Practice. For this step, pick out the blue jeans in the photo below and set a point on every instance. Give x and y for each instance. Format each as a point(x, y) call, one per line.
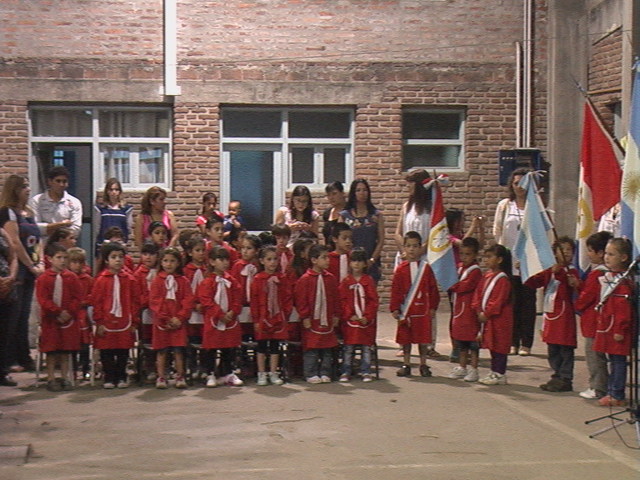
point(318, 362)
point(617, 375)
point(347, 359)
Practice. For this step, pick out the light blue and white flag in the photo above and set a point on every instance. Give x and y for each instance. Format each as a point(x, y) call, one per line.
point(533, 248)
point(630, 186)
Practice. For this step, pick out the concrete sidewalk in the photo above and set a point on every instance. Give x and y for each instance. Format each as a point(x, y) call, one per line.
point(400, 428)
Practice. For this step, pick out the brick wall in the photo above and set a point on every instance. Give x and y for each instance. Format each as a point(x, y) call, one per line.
point(605, 73)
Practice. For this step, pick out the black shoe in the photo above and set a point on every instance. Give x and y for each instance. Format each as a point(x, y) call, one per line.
point(7, 381)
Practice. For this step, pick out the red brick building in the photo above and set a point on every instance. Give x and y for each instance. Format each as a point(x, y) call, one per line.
point(250, 98)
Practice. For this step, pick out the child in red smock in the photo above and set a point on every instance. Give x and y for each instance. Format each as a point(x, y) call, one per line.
point(271, 305)
point(559, 321)
point(464, 319)
point(492, 301)
point(359, 310)
point(414, 301)
point(317, 301)
point(171, 303)
point(614, 330)
point(221, 298)
point(58, 292)
point(244, 271)
point(116, 306)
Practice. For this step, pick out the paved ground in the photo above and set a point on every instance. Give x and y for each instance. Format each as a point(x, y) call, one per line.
point(393, 428)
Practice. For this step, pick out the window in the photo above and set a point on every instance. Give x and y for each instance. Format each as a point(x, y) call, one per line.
point(132, 144)
point(433, 138)
point(268, 151)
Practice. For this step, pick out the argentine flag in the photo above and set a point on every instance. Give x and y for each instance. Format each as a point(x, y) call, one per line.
point(630, 186)
point(440, 251)
point(533, 249)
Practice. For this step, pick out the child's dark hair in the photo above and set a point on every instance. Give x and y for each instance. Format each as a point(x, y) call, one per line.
point(359, 255)
point(299, 264)
point(205, 198)
point(59, 234)
point(254, 240)
point(174, 252)
point(412, 235)
point(280, 230)
point(598, 241)
point(263, 253)
point(563, 240)
point(150, 247)
point(77, 254)
point(472, 243)
point(502, 252)
point(193, 241)
point(338, 228)
point(212, 220)
point(107, 249)
point(267, 238)
point(316, 250)
point(185, 236)
point(624, 247)
point(154, 225)
point(52, 248)
point(112, 232)
point(217, 252)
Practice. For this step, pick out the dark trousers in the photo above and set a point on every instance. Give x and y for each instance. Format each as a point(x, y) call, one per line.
point(561, 360)
point(18, 352)
point(498, 362)
point(524, 314)
point(114, 364)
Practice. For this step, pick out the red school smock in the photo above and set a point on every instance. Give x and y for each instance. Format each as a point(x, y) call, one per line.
point(493, 298)
point(86, 330)
point(271, 317)
point(163, 309)
point(321, 334)
point(194, 324)
point(559, 325)
point(339, 265)
point(55, 336)
point(118, 329)
point(358, 298)
point(614, 317)
point(417, 325)
point(464, 319)
point(215, 334)
point(587, 300)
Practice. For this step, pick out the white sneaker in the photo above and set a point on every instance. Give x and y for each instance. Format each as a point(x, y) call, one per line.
point(274, 378)
point(494, 378)
point(472, 375)
point(458, 372)
point(211, 381)
point(589, 393)
point(233, 380)
point(262, 379)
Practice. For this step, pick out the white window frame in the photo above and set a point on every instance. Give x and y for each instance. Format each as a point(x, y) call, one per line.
point(437, 142)
point(284, 182)
point(96, 142)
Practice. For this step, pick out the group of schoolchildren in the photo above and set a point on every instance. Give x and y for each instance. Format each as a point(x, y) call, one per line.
point(195, 306)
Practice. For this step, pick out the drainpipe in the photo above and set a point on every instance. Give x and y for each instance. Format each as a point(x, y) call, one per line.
point(170, 87)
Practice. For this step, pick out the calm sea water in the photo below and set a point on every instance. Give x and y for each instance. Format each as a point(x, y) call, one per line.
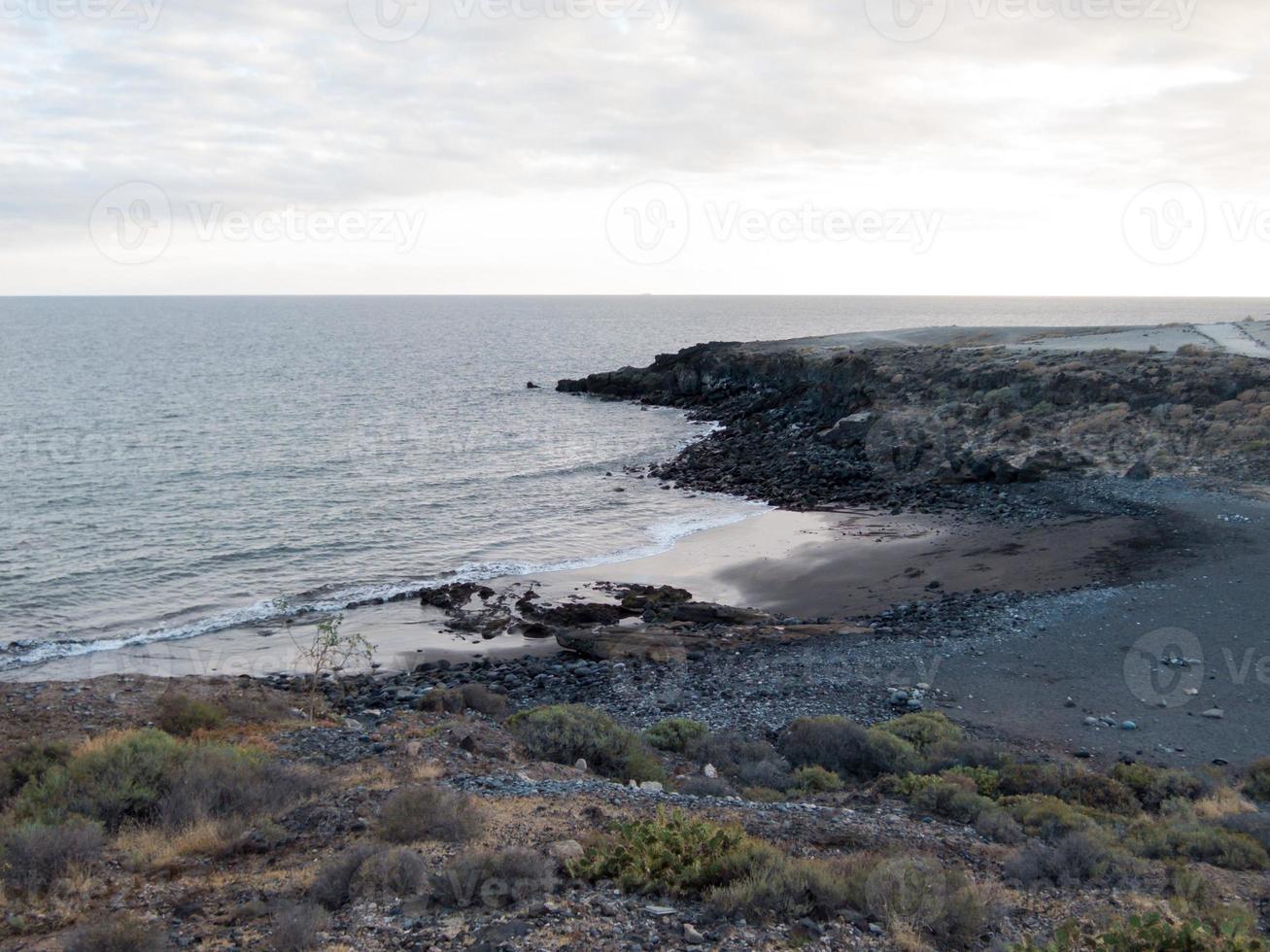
point(176, 466)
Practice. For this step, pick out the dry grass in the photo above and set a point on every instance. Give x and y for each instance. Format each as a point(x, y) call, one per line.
point(1220, 802)
point(154, 849)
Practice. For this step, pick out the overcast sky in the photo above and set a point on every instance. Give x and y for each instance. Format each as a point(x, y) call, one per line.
point(628, 146)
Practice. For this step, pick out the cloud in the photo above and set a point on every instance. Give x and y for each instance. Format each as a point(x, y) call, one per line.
point(1006, 117)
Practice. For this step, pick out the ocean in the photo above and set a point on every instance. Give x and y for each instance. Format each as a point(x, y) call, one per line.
point(173, 467)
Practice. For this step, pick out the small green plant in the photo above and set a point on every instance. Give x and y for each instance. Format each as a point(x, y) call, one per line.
point(564, 733)
point(1256, 783)
point(815, 779)
point(672, 855)
point(329, 653)
point(182, 715)
point(923, 730)
point(674, 733)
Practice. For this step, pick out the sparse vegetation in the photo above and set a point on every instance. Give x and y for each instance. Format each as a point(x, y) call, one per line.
point(674, 733)
point(567, 732)
point(495, 878)
point(182, 715)
point(425, 812)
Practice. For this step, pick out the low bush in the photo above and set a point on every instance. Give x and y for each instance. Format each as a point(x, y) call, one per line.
point(219, 782)
point(672, 855)
point(182, 715)
point(390, 872)
point(425, 812)
point(1254, 825)
point(1150, 934)
point(333, 886)
point(1047, 818)
point(29, 762)
point(847, 749)
point(567, 732)
point(706, 787)
point(674, 733)
point(495, 878)
point(952, 798)
point(115, 778)
point(1256, 781)
point(815, 779)
point(1000, 827)
point(33, 858)
point(122, 934)
point(296, 927)
point(1076, 858)
point(1198, 841)
point(923, 730)
point(1154, 786)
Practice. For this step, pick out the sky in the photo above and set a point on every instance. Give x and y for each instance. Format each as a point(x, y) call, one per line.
point(635, 146)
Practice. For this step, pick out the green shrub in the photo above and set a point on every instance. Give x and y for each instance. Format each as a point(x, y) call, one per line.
point(952, 798)
point(33, 858)
point(29, 762)
point(333, 885)
point(674, 733)
point(417, 814)
point(1198, 841)
point(1256, 783)
point(123, 934)
point(567, 732)
point(495, 878)
point(120, 777)
point(1153, 786)
point(786, 889)
point(390, 872)
point(753, 763)
point(815, 779)
point(219, 781)
point(846, 748)
point(1047, 818)
point(764, 795)
point(182, 715)
point(672, 855)
point(923, 730)
point(1150, 934)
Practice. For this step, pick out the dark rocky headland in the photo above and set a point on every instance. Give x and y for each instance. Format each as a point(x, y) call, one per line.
point(1006, 765)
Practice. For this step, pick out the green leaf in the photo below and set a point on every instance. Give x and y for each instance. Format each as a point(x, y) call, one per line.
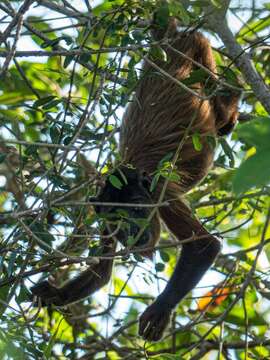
point(54, 134)
point(161, 16)
point(165, 159)
point(255, 171)
point(197, 76)
point(256, 132)
point(196, 140)
point(2, 157)
point(43, 101)
point(11, 263)
point(157, 53)
point(68, 60)
point(131, 240)
point(51, 104)
point(115, 181)
point(164, 256)
point(227, 150)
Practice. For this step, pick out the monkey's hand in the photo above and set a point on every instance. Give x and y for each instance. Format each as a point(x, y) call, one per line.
point(154, 321)
point(48, 294)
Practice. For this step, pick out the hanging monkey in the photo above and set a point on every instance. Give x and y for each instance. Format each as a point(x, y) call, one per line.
point(161, 116)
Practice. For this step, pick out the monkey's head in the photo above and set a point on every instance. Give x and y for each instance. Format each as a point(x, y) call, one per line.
point(128, 189)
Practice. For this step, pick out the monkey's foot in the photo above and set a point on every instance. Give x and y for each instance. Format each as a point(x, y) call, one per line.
point(48, 294)
point(154, 321)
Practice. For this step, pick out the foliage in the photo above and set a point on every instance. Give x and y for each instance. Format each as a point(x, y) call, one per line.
point(61, 104)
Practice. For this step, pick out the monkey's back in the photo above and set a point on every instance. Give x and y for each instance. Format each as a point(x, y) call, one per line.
point(156, 120)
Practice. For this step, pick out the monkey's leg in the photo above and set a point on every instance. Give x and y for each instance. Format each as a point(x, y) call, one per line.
point(196, 257)
point(81, 286)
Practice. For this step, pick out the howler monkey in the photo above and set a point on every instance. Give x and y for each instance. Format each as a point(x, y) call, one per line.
point(162, 119)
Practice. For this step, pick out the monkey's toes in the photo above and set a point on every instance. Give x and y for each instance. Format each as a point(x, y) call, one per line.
point(153, 322)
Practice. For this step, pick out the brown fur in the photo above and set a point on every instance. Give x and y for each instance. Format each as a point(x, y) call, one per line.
point(154, 125)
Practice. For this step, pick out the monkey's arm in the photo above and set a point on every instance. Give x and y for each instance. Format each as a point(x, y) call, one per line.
point(78, 288)
point(196, 258)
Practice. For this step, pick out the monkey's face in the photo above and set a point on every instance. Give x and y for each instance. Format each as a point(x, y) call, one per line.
point(128, 220)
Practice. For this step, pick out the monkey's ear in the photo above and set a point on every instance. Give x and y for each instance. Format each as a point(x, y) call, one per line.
point(159, 32)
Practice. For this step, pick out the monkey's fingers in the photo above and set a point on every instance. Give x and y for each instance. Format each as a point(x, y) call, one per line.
point(47, 294)
point(153, 322)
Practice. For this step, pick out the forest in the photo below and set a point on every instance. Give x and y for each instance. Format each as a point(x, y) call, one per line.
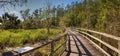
point(99, 15)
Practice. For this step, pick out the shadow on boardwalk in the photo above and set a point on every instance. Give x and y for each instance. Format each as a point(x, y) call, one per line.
point(75, 40)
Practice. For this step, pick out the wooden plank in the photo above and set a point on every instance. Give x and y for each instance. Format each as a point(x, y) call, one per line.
point(109, 46)
point(119, 47)
point(96, 46)
point(104, 34)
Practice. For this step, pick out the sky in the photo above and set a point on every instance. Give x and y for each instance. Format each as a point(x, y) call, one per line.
point(34, 4)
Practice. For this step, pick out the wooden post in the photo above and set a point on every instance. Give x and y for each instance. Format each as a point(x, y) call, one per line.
point(119, 47)
point(52, 48)
point(65, 39)
point(100, 39)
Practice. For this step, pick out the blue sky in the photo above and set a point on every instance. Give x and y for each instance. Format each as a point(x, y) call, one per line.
point(34, 4)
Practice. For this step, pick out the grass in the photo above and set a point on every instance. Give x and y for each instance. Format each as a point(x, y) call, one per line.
point(21, 37)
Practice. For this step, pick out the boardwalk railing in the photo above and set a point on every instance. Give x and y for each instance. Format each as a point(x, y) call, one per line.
point(53, 49)
point(85, 33)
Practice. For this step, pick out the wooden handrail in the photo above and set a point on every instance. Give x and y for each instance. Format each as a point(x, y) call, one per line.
point(100, 33)
point(84, 32)
point(37, 46)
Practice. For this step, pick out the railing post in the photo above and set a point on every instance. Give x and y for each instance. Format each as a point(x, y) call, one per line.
point(119, 47)
point(100, 39)
point(52, 48)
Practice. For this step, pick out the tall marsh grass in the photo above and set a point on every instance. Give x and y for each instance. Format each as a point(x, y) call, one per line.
point(20, 37)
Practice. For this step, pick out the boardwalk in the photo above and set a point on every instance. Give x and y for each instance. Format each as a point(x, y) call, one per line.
point(79, 46)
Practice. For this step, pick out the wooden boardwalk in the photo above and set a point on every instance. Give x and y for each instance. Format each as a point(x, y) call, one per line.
point(79, 46)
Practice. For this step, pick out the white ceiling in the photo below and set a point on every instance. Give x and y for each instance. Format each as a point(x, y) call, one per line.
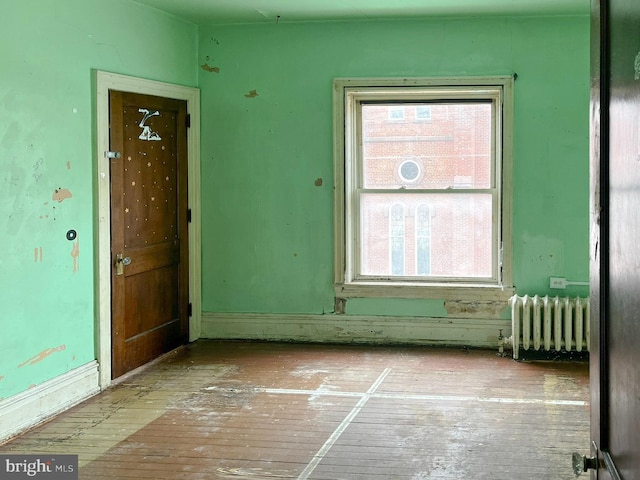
point(263, 11)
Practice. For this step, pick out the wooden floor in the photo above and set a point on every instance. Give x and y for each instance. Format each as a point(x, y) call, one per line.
point(227, 410)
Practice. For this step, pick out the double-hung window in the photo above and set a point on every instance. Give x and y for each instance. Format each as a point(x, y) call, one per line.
point(423, 207)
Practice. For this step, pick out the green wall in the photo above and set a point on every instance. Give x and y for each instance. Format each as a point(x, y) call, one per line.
point(48, 50)
point(268, 228)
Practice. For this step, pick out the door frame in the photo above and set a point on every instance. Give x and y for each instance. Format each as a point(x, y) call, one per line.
point(104, 82)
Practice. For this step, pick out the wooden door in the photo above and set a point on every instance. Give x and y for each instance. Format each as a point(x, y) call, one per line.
point(615, 237)
point(149, 244)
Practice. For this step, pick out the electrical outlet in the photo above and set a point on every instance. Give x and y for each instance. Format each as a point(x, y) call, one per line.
point(557, 282)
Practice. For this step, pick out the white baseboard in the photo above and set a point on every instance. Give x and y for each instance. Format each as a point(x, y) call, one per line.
point(332, 328)
point(29, 408)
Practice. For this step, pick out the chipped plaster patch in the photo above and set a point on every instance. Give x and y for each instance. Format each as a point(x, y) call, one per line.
point(474, 309)
point(208, 68)
point(42, 355)
point(61, 194)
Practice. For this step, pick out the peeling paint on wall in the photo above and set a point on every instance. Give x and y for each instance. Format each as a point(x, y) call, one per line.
point(75, 253)
point(42, 355)
point(61, 194)
point(474, 309)
point(207, 68)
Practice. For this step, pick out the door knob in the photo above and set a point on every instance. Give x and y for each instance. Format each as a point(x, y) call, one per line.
point(121, 262)
point(582, 463)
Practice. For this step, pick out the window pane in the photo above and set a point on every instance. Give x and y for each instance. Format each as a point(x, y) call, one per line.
point(452, 150)
point(444, 235)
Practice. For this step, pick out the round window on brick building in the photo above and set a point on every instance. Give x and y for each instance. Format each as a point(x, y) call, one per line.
point(409, 171)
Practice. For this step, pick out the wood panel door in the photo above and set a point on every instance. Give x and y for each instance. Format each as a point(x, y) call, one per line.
point(149, 244)
point(615, 236)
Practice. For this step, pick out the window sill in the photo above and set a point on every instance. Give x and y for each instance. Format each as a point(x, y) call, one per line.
point(470, 292)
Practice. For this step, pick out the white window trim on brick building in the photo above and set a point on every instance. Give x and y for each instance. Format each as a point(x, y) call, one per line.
point(348, 95)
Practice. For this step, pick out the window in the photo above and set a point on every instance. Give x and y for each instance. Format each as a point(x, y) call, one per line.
point(395, 113)
point(423, 205)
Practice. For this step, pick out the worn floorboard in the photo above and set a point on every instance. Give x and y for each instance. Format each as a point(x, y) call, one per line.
point(226, 410)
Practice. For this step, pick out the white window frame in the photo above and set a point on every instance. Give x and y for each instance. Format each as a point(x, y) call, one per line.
point(348, 94)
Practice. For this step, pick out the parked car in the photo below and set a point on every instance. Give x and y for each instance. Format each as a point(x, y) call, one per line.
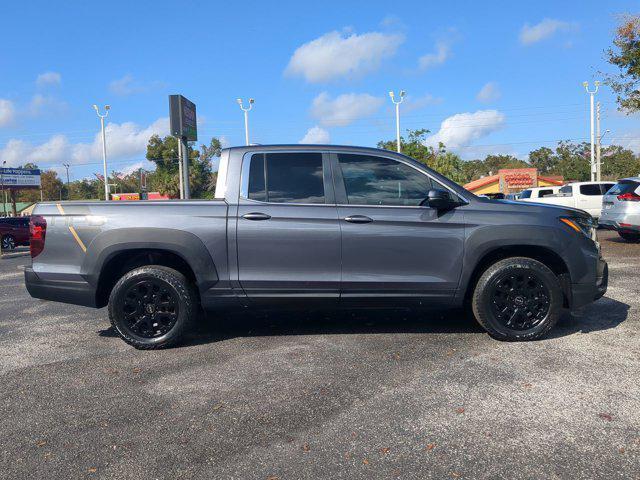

### Problem to work on
Only the lines from the one containing "Practice. For this step, pick out the round" through the last line of the material should be returned, exactly and without pictures.

### Answer to this exercise
Practice. For this step, pick out the round window on brick building in the photo above and set a point on every instance. Give x and y for each instance. Format each as a point(x, y) call, one per line.
point(409, 171)
Practice. For this step, pick out the wood panel door in the photo above and set a point on every instance. Give x and y for each instance. Format each as a point(x, y) call, one per line.
point(149, 244)
point(615, 236)
Practice. For this step, pick out the window sill in the photo above and set a point on every instance. Give x and y for each instance. Format each as a point(x, y) call, one per line.
point(470, 292)
Practice. For this step, pick out the white window trim on brick building in the photo above and set a point on every instance. Give x and y for each instance. Format each as a point(x, y) call, one per line.
point(348, 95)
Practice. For this step, pick out the window in the photo above and set a point on every instance. Give x and y for each instance. Format each as a point(x, y) call, one per line.
point(395, 113)
point(423, 205)
Practice. For this step, pick out the worn floorboard in the photo above and set a point on every instance. Give x and y for each instance. Format each as a point(x, y) call, one per line.
point(226, 410)
Practice. For this step, pick out the white window frame in the photo above and set a point on every instance. Give x and y for each instance. Format each as a point(x, y) call, one per line.
point(348, 94)
Practice. For this step, pick out the parked car in the photo below and set a point on every instance. Give x and y for each instance. Format each as a point(x, y) call, one per line.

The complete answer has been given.